*Written exercise*.
Every line must be returned precisely as it is written.

** start **

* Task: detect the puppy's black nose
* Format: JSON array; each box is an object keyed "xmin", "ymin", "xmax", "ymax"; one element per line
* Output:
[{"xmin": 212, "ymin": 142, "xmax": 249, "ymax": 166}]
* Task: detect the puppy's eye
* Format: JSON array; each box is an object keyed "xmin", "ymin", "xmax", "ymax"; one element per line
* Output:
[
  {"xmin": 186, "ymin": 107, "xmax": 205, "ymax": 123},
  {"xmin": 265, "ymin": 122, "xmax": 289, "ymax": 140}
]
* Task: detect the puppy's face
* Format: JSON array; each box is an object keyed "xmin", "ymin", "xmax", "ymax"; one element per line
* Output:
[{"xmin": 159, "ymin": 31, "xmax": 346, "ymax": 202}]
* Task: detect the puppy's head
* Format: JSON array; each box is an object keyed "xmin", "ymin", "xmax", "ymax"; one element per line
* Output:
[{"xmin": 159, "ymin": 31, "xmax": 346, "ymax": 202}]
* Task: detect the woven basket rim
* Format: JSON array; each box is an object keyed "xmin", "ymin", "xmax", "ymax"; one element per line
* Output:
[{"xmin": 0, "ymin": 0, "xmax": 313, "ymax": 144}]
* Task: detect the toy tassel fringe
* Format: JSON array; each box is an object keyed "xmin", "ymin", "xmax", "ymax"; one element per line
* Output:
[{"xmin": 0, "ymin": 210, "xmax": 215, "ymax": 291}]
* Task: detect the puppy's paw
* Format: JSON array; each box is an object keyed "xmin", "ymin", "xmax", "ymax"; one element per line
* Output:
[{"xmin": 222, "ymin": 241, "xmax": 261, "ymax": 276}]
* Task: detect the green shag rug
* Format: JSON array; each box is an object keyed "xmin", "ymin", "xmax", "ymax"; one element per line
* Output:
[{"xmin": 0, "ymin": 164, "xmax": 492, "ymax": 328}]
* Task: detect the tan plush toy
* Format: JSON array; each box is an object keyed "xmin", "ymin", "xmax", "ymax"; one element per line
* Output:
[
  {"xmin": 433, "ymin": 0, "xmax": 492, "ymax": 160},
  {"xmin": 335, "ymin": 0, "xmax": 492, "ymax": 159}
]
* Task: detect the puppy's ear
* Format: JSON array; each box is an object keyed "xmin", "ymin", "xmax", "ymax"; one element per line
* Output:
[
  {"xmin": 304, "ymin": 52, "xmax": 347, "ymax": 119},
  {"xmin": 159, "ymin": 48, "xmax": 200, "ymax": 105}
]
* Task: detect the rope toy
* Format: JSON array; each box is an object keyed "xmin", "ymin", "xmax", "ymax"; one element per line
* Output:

** end **

*Expected answer*.
* Task: detect the puppy's black nose
* Format: JSON array; each box is an object keyed "xmin", "ymin", "xmax", "ymax"; one element per line
* Output:
[{"xmin": 212, "ymin": 142, "xmax": 249, "ymax": 166}]
* Task: detect the puppy's eye
* Format: JSON array; each box is an object keyed "xmin", "ymin", "xmax", "ymax"; one element per line
* Output:
[
  {"xmin": 186, "ymin": 107, "xmax": 205, "ymax": 123},
  {"xmin": 265, "ymin": 122, "xmax": 289, "ymax": 140}
]
* Task: detect the puppy's face
* Format: JSON array; each box is an object keyed "xmin", "ymin", "xmax", "ymax"; one element per line
* Output:
[{"xmin": 159, "ymin": 31, "xmax": 346, "ymax": 202}]
* Task: detect the puppy's head
* Format: JSON array; each box is an object keyed "xmin", "ymin", "xmax", "ymax"; one element per line
* Output:
[{"xmin": 159, "ymin": 31, "xmax": 346, "ymax": 202}]
* Task: detect the woven basket rim
* Format: JSON array; each box is an object keyed "xmin", "ymin", "xmax", "ymax"; one element per line
* Output:
[{"xmin": 0, "ymin": 0, "xmax": 313, "ymax": 144}]
* Task: detect the toy tassel fringe
* Format: JSON array; each box is an object keyed "xmin", "ymin", "xmax", "ymax"; one element per line
* Output:
[{"xmin": 0, "ymin": 210, "xmax": 215, "ymax": 291}]
* Task: detect the puppy's paw
* Format: JSON array; each box is an object keyed "xmin", "ymin", "xmax", "ymax"; one element per line
* Output:
[{"xmin": 222, "ymin": 241, "xmax": 261, "ymax": 276}]
* Task: detect the green shag rug
* Format: JSON array; each box is an object keyed "xmin", "ymin", "xmax", "ymax"; one element per line
* Output:
[{"xmin": 0, "ymin": 164, "xmax": 492, "ymax": 328}]
* Task: detect the tan plush toy
* Format: JSON array; each box is an object keyed "xmin", "ymin", "xmax", "ymax"; one element per line
* Output:
[
  {"xmin": 433, "ymin": 0, "xmax": 492, "ymax": 160},
  {"xmin": 335, "ymin": 0, "xmax": 492, "ymax": 159}
]
* Task: detect the puppy's ear
* Format: JSON array; each box is an object keyed "xmin", "ymin", "xmax", "ymax"; one element per line
* Output:
[
  {"xmin": 304, "ymin": 52, "xmax": 347, "ymax": 119},
  {"xmin": 159, "ymin": 48, "xmax": 200, "ymax": 105}
]
* Task: detect the rope toy
* Format: JSON array; each box is an object keyed "xmin", "ymin", "xmax", "ymax"; one element per line
* Output:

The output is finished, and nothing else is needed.